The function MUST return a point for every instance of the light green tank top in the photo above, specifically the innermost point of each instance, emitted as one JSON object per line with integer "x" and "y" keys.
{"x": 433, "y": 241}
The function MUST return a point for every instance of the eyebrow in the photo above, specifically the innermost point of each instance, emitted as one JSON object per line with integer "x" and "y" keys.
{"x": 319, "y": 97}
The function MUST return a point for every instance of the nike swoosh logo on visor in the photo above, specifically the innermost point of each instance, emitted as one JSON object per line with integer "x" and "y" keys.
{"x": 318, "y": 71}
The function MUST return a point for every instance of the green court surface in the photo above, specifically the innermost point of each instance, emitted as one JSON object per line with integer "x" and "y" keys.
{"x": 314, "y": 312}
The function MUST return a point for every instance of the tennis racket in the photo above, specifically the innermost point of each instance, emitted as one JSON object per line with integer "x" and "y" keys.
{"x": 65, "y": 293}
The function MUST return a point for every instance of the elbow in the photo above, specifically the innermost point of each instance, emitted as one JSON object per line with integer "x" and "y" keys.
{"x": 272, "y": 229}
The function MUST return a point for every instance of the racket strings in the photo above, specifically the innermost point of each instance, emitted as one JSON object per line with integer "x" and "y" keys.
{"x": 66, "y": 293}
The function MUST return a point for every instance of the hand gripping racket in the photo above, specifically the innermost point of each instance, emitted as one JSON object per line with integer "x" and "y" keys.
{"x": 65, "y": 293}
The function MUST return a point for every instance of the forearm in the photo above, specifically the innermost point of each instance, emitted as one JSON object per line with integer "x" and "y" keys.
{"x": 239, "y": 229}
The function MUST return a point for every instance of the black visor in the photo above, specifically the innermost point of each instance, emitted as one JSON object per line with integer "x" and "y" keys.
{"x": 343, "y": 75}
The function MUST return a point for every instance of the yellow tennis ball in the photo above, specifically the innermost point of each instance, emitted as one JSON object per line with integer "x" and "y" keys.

● **Objective**: Retype every line of the listing above exactly as it appears.

● **Correct response**:
The function MUST return a point for every instance of the light green tank top in the photo above, specifically the innermost point of each instance, emitted as one JSON object per line with integer "x" and "y" keys.
{"x": 433, "y": 241}
The function MUST return a point for every instance of the eyebrow in the photo above, specifically the innermost point of each instance, emitted as one JSON object per line with integer "x" and "y" keys.
{"x": 319, "y": 97}
The function MUST return a point for every instance of the nike swoosh logo on visor in the photo above, specifically the innermost point of each instance, emitted as one JSON object per line with integer "x" and "y" keys.
{"x": 318, "y": 71}
The function MUST return a point for every instance of the green court surface in the photo above, specifically the innermost point of each instance, emitted as one JSON object per line with integer "x" and "y" keys.
{"x": 314, "y": 312}
The function MUST return a point for every instance of the tennis racket in the photo above, specifically the innermost point of each instance, emitted as one JSON object per line with integer "x" and "y" keys.
{"x": 65, "y": 293}
The function MUST return a point for every instance of the elbow in the photo above, specifically the innermost point of each instance, emitted as one JSON object per line with integer "x" and "y" keys.
{"x": 272, "y": 229}
The function MUST return a point for every instance of the racket strings in the photo above, specifically the innermost point of each instance, emitted as one JSON object per line with integer "x" and "y" keys.
{"x": 66, "y": 293}
The function MUST return a point for every instance of the hand gripping racket in the photo above, specifically the innermost point of each instance, emitted as one JSON object per line with integer "x" and "y" keys.
{"x": 65, "y": 293}
The function MUST return a point for every instance of the forearm in the photo above, specifically the innermost point of each instance, emitted as one JSON object per line with integer "x" and "y" keys.
{"x": 239, "y": 229}
The function MUST return a point for every instance of the black visor in the photo above, specifically the innermost point of each instance, emitted as one JSON object per line with integer "x" and "y" keys.
{"x": 343, "y": 75}
The function MUST return a point for every instance of the yellow tennis ball in the photo above, specifically the innermost point of each instance, emitted as one JSON object per line with integer "x" and "y" keys.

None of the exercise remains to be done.